WHAT IS ASKED: Starting at the line that contains "Can you find the antenna" and ending at the last line of the items, both included, write out every line again with all wording kept as is. Multiply each coordinate in the answers by 2.2, round to whole numbers with halves going up, and leave out the pictures.

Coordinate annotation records
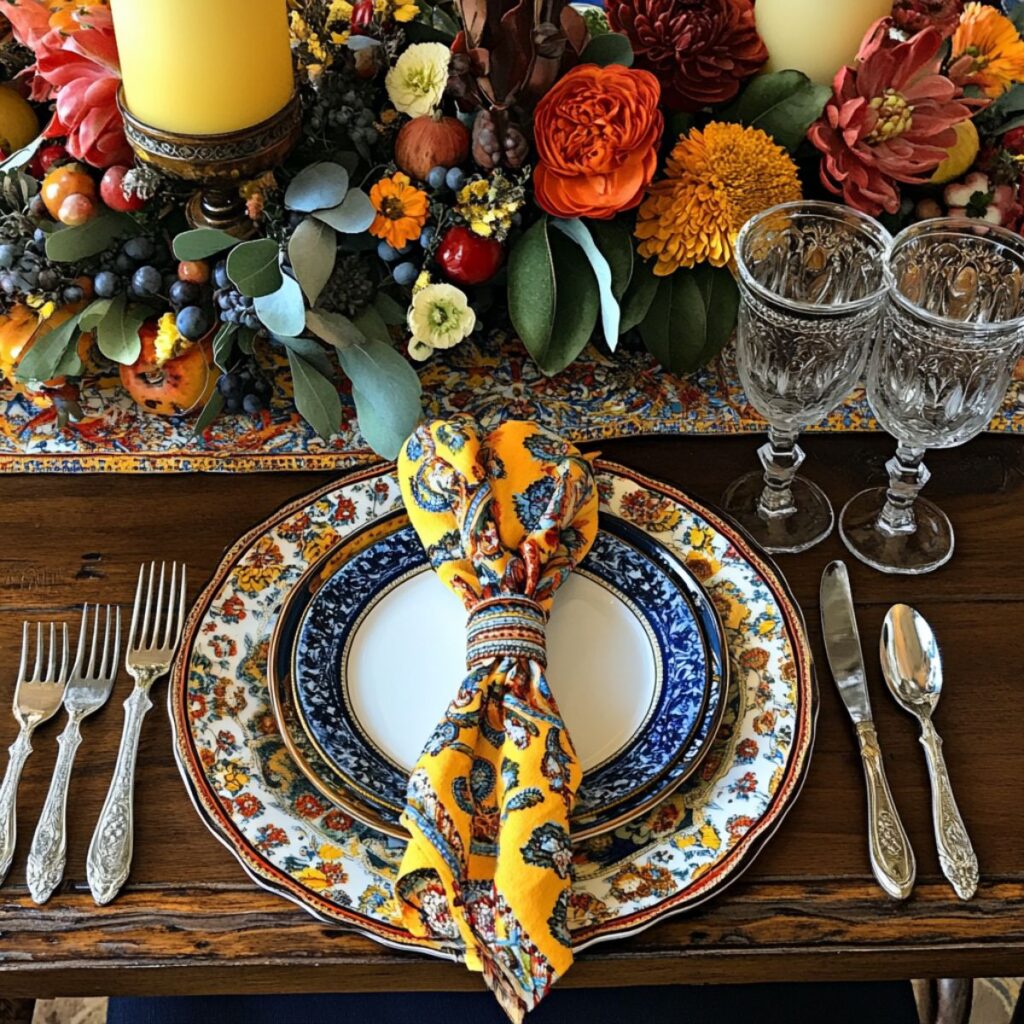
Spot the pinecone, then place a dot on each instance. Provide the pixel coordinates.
(350, 289)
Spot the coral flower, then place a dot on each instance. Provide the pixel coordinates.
(891, 119)
(994, 47)
(716, 180)
(401, 210)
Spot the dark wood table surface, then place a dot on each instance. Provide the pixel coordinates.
(189, 920)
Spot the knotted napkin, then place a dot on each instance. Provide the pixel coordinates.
(504, 518)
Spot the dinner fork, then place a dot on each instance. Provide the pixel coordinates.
(88, 688)
(148, 657)
(37, 698)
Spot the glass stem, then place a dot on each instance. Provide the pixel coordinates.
(907, 474)
(781, 457)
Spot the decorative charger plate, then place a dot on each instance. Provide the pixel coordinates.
(293, 841)
(373, 642)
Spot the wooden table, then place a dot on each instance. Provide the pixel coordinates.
(808, 908)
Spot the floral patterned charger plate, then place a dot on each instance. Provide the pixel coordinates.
(291, 840)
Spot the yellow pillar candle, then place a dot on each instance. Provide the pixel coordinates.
(816, 37)
(204, 67)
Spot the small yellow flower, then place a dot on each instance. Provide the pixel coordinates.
(169, 342)
(438, 317)
(417, 81)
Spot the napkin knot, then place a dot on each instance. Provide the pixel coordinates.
(506, 627)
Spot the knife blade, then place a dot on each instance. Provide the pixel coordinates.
(892, 857)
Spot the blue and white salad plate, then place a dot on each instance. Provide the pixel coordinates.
(371, 647)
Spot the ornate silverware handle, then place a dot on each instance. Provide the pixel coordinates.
(892, 857)
(18, 753)
(109, 860)
(48, 852)
(956, 856)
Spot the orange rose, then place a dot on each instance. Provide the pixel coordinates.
(597, 133)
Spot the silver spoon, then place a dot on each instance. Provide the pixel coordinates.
(912, 667)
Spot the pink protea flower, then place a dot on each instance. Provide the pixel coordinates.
(85, 75)
(890, 120)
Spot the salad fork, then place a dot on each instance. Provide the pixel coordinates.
(88, 688)
(37, 698)
(152, 643)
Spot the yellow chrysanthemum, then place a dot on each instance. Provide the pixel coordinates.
(994, 46)
(716, 180)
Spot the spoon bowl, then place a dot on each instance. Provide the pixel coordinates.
(910, 659)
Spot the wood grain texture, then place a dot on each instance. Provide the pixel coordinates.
(808, 907)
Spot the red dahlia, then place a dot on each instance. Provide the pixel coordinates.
(700, 50)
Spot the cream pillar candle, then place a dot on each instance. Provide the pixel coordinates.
(816, 37)
(204, 67)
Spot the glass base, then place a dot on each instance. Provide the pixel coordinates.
(811, 523)
(930, 546)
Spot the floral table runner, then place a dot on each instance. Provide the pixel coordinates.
(601, 396)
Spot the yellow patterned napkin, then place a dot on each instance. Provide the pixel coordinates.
(504, 518)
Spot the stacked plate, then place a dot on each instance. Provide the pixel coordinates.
(325, 650)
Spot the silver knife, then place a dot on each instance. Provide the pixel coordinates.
(892, 858)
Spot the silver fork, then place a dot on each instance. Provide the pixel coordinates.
(150, 654)
(87, 691)
(37, 698)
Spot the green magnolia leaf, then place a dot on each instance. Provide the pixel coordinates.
(783, 103)
(283, 312)
(317, 187)
(69, 245)
(638, 296)
(386, 390)
(608, 48)
(554, 323)
(253, 267)
(353, 216)
(615, 243)
(315, 396)
(610, 313)
(720, 295)
(202, 243)
(41, 361)
(117, 333)
(223, 344)
(311, 351)
(312, 251)
(334, 329)
(211, 411)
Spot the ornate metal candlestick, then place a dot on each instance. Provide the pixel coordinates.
(217, 163)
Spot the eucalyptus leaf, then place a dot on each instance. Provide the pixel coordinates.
(41, 361)
(312, 251)
(223, 344)
(334, 329)
(316, 187)
(201, 243)
(117, 333)
(387, 394)
(610, 313)
(353, 216)
(783, 103)
(606, 49)
(313, 352)
(211, 411)
(638, 296)
(253, 267)
(283, 312)
(69, 245)
(315, 396)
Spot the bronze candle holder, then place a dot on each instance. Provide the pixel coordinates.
(218, 164)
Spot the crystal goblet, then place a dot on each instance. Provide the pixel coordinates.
(951, 332)
(811, 285)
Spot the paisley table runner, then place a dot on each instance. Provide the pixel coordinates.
(600, 396)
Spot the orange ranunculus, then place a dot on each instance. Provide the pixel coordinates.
(597, 133)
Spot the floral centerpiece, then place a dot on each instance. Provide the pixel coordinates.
(574, 174)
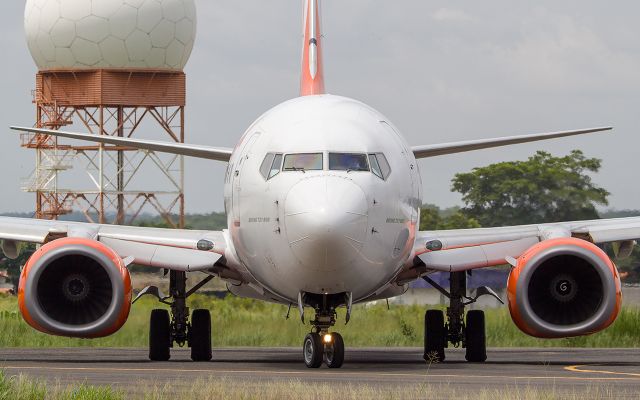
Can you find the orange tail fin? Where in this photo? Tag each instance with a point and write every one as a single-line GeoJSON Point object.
{"type": "Point", "coordinates": [312, 80]}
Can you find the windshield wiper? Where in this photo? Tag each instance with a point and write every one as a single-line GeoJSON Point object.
{"type": "Point", "coordinates": [296, 169]}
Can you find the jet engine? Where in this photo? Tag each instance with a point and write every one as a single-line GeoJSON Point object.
{"type": "Point", "coordinates": [564, 287]}
{"type": "Point", "coordinates": [75, 287]}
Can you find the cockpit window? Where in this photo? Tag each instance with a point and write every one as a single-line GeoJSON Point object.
{"type": "Point", "coordinates": [275, 167]}
{"type": "Point", "coordinates": [303, 162]}
{"type": "Point", "coordinates": [379, 165]}
{"type": "Point", "coordinates": [270, 166]}
{"type": "Point", "coordinates": [265, 167]}
{"type": "Point", "coordinates": [348, 162]}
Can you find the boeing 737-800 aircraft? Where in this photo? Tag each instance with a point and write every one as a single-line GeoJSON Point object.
{"type": "Point", "coordinates": [322, 195]}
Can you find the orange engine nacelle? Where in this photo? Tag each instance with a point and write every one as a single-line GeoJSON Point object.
{"type": "Point", "coordinates": [75, 287]}
{"type": "Point", "coordinates": [564, 287]}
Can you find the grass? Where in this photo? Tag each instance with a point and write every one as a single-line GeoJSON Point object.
{"type": "Point", "coordinates": [243, 322]}
{"type": "Point", "coordinates": [24, 388]}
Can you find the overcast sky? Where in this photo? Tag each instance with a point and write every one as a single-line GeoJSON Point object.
{"type": "Point", "coordinates": [441, 71]}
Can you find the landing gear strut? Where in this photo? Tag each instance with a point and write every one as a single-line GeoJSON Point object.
{"type": "Point", "coordinates": [321, 345]}
{"type": "Point", "coordinates": [165, 330]}
{"type": "Point", "coordinates": [470, 335]}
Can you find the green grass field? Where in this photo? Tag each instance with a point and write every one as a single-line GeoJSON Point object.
{"type": "Point", "coordinates": [25, 388]}
{"type": "Point", "coordinates": [242, 322]}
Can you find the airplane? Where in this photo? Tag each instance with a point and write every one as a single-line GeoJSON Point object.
{"type": "Point", "coordinates": [322, 196]}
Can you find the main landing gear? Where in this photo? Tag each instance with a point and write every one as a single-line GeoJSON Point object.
{"type": "Point", "coordinates": [321, 345]}
{"type": "Point", "coordinates": [471, 335]}
{"type": "Point", "coordinates": [169, 328]}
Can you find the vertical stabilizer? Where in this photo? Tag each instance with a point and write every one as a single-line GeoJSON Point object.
{"type": "Point", "coordinates": [312, 78]}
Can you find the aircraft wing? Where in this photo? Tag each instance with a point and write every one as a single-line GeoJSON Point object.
{"type": "Point", "coordinates": [472, 145]}
{"type": "Point", "coordinates": [175, 249]}
{"type": "Point", "coordinates": [466, 249]}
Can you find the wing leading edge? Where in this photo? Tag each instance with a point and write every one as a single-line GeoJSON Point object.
{"type": "Point", "coordinates": [472, 145]}
{"type": "Point", "coordinates": [182, 149]}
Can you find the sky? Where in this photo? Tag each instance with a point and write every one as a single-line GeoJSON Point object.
{"type": "Point", "coordinates": [441, 71]}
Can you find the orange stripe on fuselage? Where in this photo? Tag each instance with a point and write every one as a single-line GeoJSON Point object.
{"type": "Point", "coordinates": [310, 83]}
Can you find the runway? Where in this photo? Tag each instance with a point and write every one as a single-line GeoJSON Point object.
{"type": "Point", "coordinates": [552, 368]}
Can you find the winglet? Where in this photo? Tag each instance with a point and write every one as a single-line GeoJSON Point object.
{"type": "Point", "coordinates": [312, 77]}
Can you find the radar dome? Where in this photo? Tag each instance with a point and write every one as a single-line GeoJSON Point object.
{"type": "Point", "coordinates": [122, 34]}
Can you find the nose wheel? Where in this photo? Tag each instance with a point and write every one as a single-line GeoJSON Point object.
{"type": "Point", "coordinates": [328, 348]}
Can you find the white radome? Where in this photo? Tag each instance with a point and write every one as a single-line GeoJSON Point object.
{"type": "Point", "coordinates": [123, 34]}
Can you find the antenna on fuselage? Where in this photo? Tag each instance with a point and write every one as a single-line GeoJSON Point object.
{"type": "Point", "coordinates": [312, 75]}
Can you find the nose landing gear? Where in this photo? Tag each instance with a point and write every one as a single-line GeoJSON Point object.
{"type": "Point", "coordinates": [328, 347]}
{"type": "Point", "coordinates": [321, 345]}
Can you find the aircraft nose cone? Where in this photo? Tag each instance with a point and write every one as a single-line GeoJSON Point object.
{"type": "Point", "coordinates": [326, 220]}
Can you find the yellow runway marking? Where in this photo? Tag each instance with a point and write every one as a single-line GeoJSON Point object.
{"type": "Point", "coordinates": [580, 368]}
{"type": "Point", "coordinates": [319, 374]}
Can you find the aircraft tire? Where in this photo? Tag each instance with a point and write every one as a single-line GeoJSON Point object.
{"type": "Point", "coordinates": [475, 337]}
{"type": "Point", "coordinates": [200, 335]}
{"type": "Point", "coordinates": [159, 335]}
{"type": "Point", "coordinates": [434, 336]}
{"type": "Point", "coordinates": [313, 350]}
{"type": "Point", "coordinates": [334, 355]}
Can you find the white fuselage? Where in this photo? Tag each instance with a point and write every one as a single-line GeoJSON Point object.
{"type": "Point", "coordinates": [322, 231]}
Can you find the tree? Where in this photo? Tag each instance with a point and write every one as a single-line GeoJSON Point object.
{"type": "Point", "coordinates": [542, 189]}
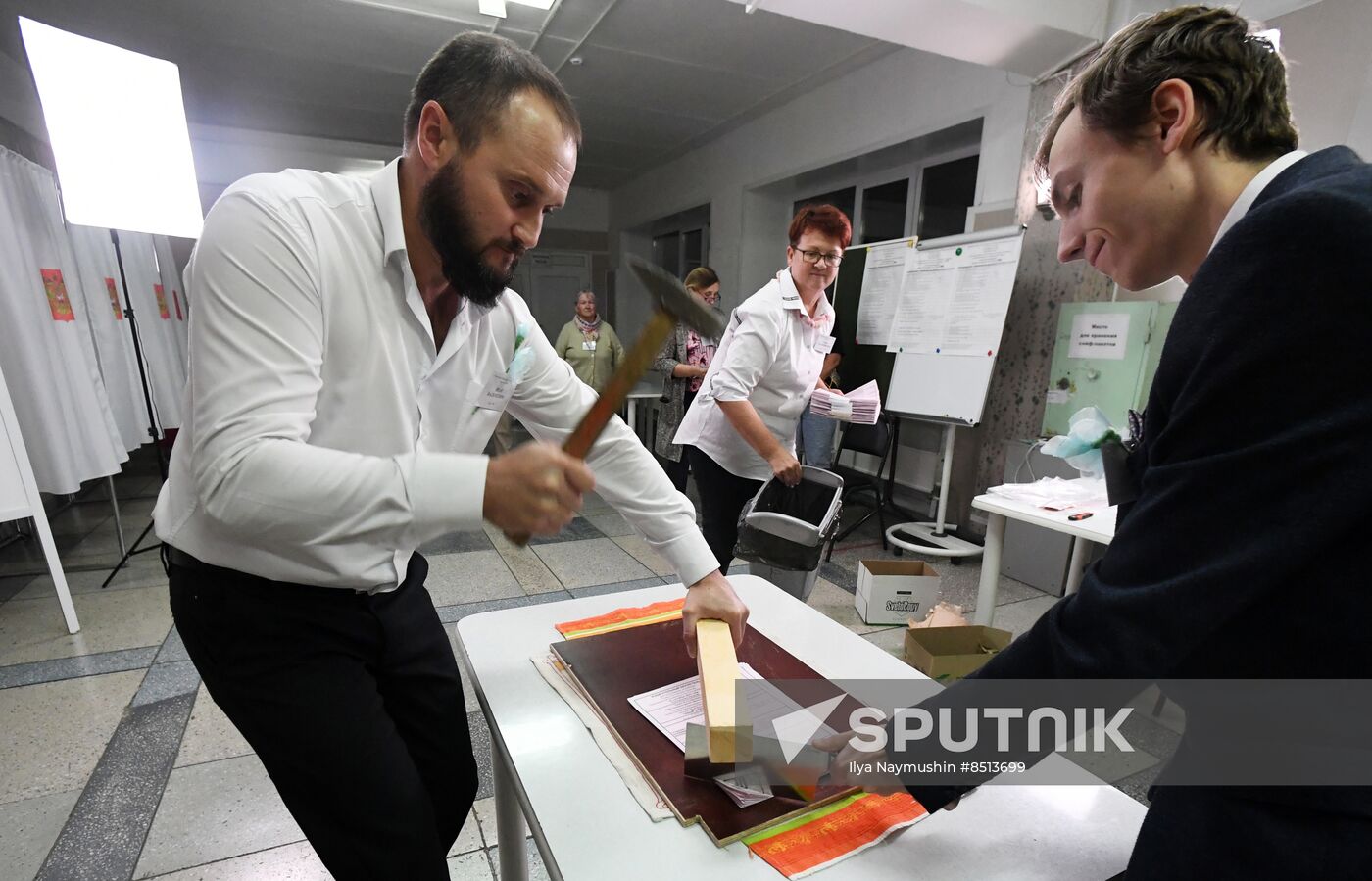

EXERCISE RESULT:
Can you find the antenna on fuselage? Where in this photo? Tag each instance with a point and write every one as a single-line GeoJSON Point object.
{"type": "Point", "coordinates": [686, 165]}
Can you find the nose landing gear? Where in this photo? Tag each instance with a point and write every one as a single-line GeoJSON Point object.
{"type": "Point", "coordinates": [722, 763]}
{"type": "Point", "coordinates": [706, 759]}
Can you find the aircraft nose cone? Where in this photo? Tag each instance with a point and write every one as a single-line GeoJSON Point object.
{"type": "Point", "coordinates": [717, 484]}
Can you find the yellow runway marking? Where in this photo? Tag each instance with a point and write every one as a single-line GeoJSON Point object.
{"type": "Point", "coordinates": [1276, 810]}
{"type": "Point", "coordinates": [702, 823]}
Can you find the aircraft tire? Where in this photo? Tag each instance with a point and write every one as a single-line GeoJSON Point object.
{"type": "Point", "coordinates": [1045, 741]}
{"type": "Point", "coordinates": [440, 737]}
{"type": "Point", "coordinates": [350, 737]}
{"type": "Point", "coordinates": [955, 739]}
{"type": "Point", "coordinates": [689, 770]}
{"type": "Point", "coordinates": [735, 781]}
Can you find the white fuselage? Where in this photo? Tag each instance with a point and write every one as a single-line GeoJSON Point object.
{"type": "Point", "coordinates": [708, 508]}
Can you find the tree? Where in this photo? Tag each instance with a point and write every one as a single-line GeoJSON Point object.
{"type": "Point", "coordinates": [1192, 416]}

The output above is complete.